> [PASSAGE GIVEN]:
What was a leak is now an alleged theft, with the Vancouver Police Department now getting involved in the city's ongoing $100-million bailout saga.

The VPD today confirmed it will conduct an investigation into an Oct. 14 meeting in which city council reportedly authorized a $100-million loan to the developers of the city's Olympic Village.

"The Vancouver Police have been asked to investigate the alleged theft of documents from an October 14th meeting at Vancouver city hall," VPD Const. Tim Fanning wrote in a short news release today.

Vancouver Mayor Sam Sullivan said he asked VPD Chief Const. Jim Chu to investigate “the internal theft of an important classified document.”

“I’m quite concerned that this document may have been leaked to try to affect the election,” Sullivan said."

On Monday, NPA Coun. and mayoral candidate Peter Ladner confirmed his copy of a sensitive city document had been found on the desk of his colleague, Coun. B.C. Lee, two days after the in-camera meeting.

That document is believed to be a source of a story in The Globe and Mail that alleged council had authorized the $100-million loan, which is still unconfirmed by the city.

"B.C. Lee and I have been set up," Ladner said Monday.

All those involved in in-camera meetings, including the mayor, city councillors and senior city staff, are expected to keep discussions private.

Instead, some details were leaked to Globe columnist Gary Mason, who wrote an anonymously-sourced story that, with just days to go before the Nov. 15 election, has overshadowed the campaign.

The NPA's Ladner, as chair of the city's finance committee, appears to have taken the most punches after the controversy emerged. The NPA-led council has refused calls to publicize details of the meeting.

On the other hand, opposition party Vision Vancouver appears to have benefited most from the story by calling for full public disclosure of the meeting, although the decision made at the Oct. 14 meeting was unanimous and Vision Coun. Raymond Louie sits as the vice-chair on the finance committee.

However, former Vision/COPE mayor Larry Campbell and former NPA mayor Philip Owen have both defended the decision being made behind closed doors.

"[The public thinks] it's been a secret deal. And it's not," Owen told The Tyee.ca Tuesday. "It's a standard process when you are dealing with property in the Property Endowment Fund."

Said Campbell, "If I was mayor, I'd be asking for a criminal investigation" into who leaked the document to the press.

Irwin Loy reports for Vancouver's 24 hours.

> [TASK STATEMENT]: In the article about the Vancouver police investigation, on whose desk was Peter Ladner's copy of the sensitive city document found?

> [DATA SHOWN]:
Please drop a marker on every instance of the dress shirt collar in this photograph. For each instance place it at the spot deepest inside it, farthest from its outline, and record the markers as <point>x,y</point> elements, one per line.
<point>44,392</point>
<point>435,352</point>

> [REPLY]: It was found on the desk of his colleague, Coun. B.C. Lee.